SUPPLIED MATERIAL:
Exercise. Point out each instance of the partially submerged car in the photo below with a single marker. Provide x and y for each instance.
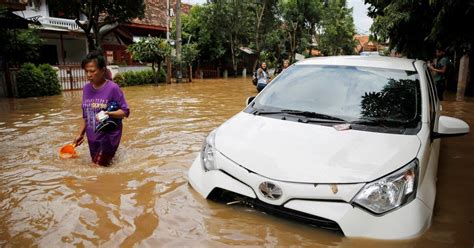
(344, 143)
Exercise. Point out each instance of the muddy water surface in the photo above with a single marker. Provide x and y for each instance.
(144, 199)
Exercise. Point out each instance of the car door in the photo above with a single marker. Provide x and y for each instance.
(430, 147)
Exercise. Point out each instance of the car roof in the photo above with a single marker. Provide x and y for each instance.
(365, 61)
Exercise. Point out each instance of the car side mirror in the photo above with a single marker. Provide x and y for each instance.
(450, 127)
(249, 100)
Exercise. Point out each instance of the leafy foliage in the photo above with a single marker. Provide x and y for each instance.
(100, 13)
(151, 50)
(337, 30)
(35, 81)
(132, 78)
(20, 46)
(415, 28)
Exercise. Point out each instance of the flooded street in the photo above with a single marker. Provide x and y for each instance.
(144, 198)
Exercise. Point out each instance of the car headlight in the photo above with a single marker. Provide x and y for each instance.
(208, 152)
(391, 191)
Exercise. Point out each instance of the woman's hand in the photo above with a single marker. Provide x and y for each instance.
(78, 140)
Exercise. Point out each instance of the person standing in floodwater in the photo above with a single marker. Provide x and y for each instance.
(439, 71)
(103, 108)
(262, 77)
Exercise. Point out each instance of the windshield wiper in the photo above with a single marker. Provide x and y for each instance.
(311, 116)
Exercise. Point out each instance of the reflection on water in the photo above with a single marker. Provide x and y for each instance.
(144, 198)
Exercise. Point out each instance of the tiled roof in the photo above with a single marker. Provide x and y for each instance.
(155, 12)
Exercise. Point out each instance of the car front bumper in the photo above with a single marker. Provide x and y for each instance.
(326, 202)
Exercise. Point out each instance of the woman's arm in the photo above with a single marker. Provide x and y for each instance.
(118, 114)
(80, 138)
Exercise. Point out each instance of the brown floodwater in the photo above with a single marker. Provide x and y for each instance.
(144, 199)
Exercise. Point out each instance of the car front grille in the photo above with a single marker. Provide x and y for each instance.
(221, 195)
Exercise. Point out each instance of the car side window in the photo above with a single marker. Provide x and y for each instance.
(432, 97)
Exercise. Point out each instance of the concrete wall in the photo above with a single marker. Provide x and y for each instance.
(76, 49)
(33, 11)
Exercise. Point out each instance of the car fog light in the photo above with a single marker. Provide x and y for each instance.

INSTRUCTION: Rewrite every line of the records above as a numbered list, skipping any blank lines. Leave the pictures out of your list.

WRITTEN RESPONSE:
1. Exercise. Point out each instance of the partially submerged car in the photo below with a single marker. Provide x and y for each instance.
2. (344, 143)
3. Exercise. Point out each instance of the muddy water surface in the photo above with a single marker. Provide x and y for each instance.
4. (144, 199)
5. Exercise. Point out each instance of the car door in the photo above with a single marker. Provide x and y for each instance.
6. (430, 147)
7. Exercise. Point out each instance of the car roof in the photo above with a single marker. Provide x and y for each instance.
8. (365, 61)
9. Exercise. Point out each instance of the car side mirror in the photo above with a single marker. Provide x and y for each instance.
10. (450, 127)
11. (249, 100)
12. Exercise. Point out each instance of the leafy foliage in the photo above with a single marker. Provide x and y for each instance.
13. (100, 13)
14. (151, 50)
15. (337, 30)
16. (35, 81)
17. (132, 78)
18. (20, 46)
19. (415, 28)
20. Exercise. Point out each instance of the flooded street in the photo above with a single marker. Provide x and y for each instance.
21. (144, 198)
22. Exercise. Point out each instance of the car headlight in the photo above with a single marker. Provide x and y for each instance.
23. (208, 152)
24. (391, 191)
25. Exercise. Point out each instance of the woman's hand in the photo above with a single marker. Provide x and y for each instance.
26. (78, 140)
27. Exercise. Point out each instance of the person standing in floodwater in the photo above with a single marker. Provide x and y for each instance.
28. (439, 71)
29. (103, 108)
30. (262, 77)
31. Exercise. Point out each instance of the windshield wiper in the photo above with a single marker. Provide x and y for each instance.
32. (311, 116)
33. Exercise. Point out each instance of the reflection on water in the photo above with a single marker. Provide x and y for each instance.
34. (144, 198)
35. Exercise. Point out each instance of the tiled roof in the photo above with a single marker. Provide x and y for each instance.
36. (155, 12)
37. Exercise. Point out each instance of the car front bumper in the photo above with a single marker. Provide x and y for each instance.
38. (326, 202)
39. Exercise. Point out each instance of the woman's arm in the photo above with a single marker. Provide x and y for each instance.
40. (118, 114)
41. (80, 138)
42. Exercise. Point out each instance of the brown floodwater in the photo above with a single marker. Provide x and y for each instance.
43. (144, 199)
44. Exercise. Point out each instance of the car front grille in the photo above with a single marker. Provide x and y for each instance.
45. (221, 195)
46. Exercise. Point out each instance of the car side window in the photo above with a single marker. Provide x and y for each instance.
47. (432, 97)
48. Exercise. Point out each instance of the concrete wall in the photo above with a single marker. Provide x and y for each instance.
49. (76, 49)
50. (33, 11)
51. Exercise. Point out each instance of the car fog light in the photo above with a single marker. Provide x and y for each instance.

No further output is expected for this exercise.